What this task involves:
Identify each row below that contains the word "field", matching its capitalization exactly, and copy those rows in full.

## BEGIN Data shown

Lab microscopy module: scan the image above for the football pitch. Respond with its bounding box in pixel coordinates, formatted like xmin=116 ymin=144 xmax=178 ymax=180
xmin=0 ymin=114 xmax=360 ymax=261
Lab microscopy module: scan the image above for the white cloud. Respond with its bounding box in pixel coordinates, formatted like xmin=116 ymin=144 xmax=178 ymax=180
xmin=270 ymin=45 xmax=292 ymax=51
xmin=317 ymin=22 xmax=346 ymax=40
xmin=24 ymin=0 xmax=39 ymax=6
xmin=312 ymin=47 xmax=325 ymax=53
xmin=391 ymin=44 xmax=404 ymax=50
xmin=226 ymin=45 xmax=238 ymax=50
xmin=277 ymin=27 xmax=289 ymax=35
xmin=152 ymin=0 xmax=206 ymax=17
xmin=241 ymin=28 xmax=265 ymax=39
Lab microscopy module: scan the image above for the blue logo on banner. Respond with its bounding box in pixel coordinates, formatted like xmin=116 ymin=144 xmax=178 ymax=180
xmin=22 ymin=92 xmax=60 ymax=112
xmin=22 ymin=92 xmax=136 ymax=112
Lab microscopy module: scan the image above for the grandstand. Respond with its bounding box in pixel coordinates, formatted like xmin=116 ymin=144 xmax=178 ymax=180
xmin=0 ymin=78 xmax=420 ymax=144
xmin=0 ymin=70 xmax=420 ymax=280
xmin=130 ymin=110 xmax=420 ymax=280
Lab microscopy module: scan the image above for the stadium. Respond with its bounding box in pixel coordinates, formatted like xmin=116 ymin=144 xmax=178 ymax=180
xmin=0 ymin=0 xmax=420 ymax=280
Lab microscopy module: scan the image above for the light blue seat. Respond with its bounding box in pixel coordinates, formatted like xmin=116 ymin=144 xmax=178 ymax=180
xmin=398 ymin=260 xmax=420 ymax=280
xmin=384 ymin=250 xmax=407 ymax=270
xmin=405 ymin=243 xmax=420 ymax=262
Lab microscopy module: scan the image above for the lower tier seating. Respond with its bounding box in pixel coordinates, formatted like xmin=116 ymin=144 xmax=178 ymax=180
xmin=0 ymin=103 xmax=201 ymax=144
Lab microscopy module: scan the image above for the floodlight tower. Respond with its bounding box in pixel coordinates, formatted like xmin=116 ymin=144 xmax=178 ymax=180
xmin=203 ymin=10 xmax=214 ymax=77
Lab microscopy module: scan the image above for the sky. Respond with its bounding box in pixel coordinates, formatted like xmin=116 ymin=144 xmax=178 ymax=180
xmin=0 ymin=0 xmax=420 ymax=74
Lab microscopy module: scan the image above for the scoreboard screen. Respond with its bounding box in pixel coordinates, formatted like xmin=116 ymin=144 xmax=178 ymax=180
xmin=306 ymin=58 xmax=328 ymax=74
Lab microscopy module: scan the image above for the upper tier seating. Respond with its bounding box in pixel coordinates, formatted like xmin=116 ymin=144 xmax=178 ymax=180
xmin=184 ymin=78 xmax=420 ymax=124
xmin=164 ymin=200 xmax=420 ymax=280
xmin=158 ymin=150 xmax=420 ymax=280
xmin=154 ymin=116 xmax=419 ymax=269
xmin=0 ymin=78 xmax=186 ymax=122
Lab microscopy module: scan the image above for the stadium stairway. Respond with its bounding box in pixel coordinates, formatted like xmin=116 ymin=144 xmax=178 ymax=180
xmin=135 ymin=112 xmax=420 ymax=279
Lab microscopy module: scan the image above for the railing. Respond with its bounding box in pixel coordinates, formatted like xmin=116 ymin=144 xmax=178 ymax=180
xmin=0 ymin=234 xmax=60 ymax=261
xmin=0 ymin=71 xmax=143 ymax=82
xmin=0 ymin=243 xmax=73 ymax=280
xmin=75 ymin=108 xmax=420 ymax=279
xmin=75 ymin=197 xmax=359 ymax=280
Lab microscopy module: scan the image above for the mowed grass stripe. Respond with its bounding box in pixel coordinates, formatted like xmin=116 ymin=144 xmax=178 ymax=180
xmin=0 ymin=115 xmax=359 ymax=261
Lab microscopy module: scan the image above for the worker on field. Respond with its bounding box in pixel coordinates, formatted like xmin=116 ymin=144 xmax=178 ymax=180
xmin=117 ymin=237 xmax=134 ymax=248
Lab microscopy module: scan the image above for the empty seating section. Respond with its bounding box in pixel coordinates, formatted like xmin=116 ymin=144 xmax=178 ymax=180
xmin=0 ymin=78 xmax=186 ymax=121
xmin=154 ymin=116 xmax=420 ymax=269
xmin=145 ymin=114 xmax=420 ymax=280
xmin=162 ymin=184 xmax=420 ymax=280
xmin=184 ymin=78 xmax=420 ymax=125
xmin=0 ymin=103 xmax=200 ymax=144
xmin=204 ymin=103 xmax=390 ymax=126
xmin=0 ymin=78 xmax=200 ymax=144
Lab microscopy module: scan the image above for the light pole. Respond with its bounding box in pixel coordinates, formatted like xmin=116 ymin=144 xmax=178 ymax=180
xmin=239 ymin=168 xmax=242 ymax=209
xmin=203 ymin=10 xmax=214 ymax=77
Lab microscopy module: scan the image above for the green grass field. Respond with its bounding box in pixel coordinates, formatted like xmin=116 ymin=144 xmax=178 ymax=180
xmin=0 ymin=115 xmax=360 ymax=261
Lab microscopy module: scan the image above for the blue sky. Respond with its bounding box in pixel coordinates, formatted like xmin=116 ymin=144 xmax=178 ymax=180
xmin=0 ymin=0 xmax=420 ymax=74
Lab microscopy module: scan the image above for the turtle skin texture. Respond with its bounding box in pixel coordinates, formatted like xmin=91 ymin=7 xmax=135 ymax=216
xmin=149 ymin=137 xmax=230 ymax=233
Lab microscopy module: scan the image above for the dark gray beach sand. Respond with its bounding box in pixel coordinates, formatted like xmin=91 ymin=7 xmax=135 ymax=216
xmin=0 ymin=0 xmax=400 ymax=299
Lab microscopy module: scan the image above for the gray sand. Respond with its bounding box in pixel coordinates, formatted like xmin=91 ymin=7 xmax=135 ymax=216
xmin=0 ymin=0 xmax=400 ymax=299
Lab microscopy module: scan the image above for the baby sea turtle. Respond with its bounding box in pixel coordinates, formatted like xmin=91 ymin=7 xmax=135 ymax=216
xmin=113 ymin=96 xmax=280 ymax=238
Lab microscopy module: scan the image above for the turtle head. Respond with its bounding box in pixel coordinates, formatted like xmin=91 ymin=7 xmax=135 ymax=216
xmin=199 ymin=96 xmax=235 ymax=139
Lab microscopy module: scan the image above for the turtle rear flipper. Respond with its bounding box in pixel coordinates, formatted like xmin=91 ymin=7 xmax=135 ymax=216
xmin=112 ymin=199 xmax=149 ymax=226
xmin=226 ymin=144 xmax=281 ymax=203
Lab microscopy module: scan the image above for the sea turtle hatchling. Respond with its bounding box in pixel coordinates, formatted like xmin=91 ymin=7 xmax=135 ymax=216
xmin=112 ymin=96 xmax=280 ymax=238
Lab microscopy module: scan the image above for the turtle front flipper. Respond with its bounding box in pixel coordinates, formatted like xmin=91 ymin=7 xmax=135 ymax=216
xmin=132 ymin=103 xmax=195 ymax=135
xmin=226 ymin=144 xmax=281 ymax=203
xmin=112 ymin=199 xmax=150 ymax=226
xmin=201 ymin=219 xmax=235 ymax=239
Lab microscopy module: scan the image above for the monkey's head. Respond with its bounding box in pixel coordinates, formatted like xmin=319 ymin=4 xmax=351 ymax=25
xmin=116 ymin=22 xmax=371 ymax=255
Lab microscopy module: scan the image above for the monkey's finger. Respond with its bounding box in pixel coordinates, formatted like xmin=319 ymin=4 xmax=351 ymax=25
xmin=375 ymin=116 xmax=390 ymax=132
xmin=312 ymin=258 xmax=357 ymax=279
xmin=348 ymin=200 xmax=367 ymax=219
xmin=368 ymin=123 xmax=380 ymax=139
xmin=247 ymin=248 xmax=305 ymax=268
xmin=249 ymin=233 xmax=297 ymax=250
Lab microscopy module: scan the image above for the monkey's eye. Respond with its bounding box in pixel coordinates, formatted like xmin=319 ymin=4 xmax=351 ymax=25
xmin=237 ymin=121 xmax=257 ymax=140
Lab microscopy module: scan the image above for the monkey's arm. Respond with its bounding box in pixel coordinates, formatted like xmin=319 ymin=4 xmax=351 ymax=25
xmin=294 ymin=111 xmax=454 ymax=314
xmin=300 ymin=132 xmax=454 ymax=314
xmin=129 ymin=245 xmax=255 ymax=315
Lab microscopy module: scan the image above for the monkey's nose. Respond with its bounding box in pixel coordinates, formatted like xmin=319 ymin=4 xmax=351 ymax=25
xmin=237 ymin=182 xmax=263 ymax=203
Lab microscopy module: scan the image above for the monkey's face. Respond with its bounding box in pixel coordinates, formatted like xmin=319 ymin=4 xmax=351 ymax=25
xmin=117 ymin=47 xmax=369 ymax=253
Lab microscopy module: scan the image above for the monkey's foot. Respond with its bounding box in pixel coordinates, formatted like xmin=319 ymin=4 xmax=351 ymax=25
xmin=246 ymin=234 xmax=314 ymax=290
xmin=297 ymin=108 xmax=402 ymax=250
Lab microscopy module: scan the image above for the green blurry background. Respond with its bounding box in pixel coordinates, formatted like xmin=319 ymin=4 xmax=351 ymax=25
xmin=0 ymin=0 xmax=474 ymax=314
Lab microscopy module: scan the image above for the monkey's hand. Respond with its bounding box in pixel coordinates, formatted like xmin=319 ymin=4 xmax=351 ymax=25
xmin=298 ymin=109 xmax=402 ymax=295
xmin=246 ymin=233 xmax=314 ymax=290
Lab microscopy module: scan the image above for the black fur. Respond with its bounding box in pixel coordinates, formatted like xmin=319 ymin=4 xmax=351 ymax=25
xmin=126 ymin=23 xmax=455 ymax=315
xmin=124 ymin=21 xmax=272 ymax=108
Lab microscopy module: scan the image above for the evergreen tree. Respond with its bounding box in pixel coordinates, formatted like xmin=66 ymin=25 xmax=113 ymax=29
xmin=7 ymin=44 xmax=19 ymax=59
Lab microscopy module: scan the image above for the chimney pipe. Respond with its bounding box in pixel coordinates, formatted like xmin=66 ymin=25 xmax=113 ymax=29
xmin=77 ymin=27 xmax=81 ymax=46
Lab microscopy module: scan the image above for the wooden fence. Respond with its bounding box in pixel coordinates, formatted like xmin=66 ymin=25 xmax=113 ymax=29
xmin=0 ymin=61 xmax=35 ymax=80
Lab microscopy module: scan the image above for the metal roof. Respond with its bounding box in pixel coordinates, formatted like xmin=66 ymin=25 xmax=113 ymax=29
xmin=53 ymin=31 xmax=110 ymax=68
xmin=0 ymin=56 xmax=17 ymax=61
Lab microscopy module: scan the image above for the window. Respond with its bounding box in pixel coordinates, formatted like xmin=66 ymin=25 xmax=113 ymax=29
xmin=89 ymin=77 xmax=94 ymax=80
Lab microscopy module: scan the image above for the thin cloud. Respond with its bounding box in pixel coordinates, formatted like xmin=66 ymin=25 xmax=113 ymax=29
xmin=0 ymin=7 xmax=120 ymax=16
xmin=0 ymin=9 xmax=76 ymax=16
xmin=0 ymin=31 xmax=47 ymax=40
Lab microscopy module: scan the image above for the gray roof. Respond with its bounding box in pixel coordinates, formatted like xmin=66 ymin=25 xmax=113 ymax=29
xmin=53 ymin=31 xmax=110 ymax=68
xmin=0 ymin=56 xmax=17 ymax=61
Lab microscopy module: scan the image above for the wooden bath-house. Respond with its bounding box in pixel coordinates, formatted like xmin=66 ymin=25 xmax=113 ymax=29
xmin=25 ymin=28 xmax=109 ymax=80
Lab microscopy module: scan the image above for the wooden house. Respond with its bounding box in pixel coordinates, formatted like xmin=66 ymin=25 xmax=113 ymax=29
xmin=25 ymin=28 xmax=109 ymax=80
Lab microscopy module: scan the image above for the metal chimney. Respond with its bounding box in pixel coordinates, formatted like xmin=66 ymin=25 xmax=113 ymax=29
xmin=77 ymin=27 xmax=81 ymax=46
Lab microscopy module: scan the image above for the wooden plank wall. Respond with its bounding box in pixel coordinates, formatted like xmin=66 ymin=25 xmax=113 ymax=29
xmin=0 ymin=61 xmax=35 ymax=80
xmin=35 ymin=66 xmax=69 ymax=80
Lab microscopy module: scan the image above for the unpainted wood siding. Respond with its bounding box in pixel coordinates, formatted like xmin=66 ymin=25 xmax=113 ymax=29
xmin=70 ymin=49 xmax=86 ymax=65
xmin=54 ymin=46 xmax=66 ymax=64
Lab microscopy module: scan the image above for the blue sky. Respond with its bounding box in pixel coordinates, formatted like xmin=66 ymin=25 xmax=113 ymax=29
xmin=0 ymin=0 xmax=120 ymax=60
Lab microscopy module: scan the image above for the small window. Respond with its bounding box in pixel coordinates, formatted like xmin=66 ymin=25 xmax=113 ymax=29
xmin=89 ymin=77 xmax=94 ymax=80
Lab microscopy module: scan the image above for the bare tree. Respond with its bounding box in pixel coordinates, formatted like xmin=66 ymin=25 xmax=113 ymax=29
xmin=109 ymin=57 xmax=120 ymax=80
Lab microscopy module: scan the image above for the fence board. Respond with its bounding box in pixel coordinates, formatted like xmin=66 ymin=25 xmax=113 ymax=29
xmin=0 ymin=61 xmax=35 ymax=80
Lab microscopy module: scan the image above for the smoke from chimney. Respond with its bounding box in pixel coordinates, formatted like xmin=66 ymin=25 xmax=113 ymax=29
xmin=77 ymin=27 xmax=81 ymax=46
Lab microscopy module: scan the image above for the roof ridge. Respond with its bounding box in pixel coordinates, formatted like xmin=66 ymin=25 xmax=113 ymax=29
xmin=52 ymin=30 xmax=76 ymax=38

## END Data shown

Answer to this exercise:
Lab microscopy module: scan the image above for the worker on field. Respond with its bounding box in pixel coordinates, formatted like xmin=116 ymin=144 xmax=178 ymax=180
Lab microscopy module: scan the image above for the green grass field. Respond with its bounding box in pixel coordinates, formatted like xmin=116 ymin=144 xmax=178 ymax=180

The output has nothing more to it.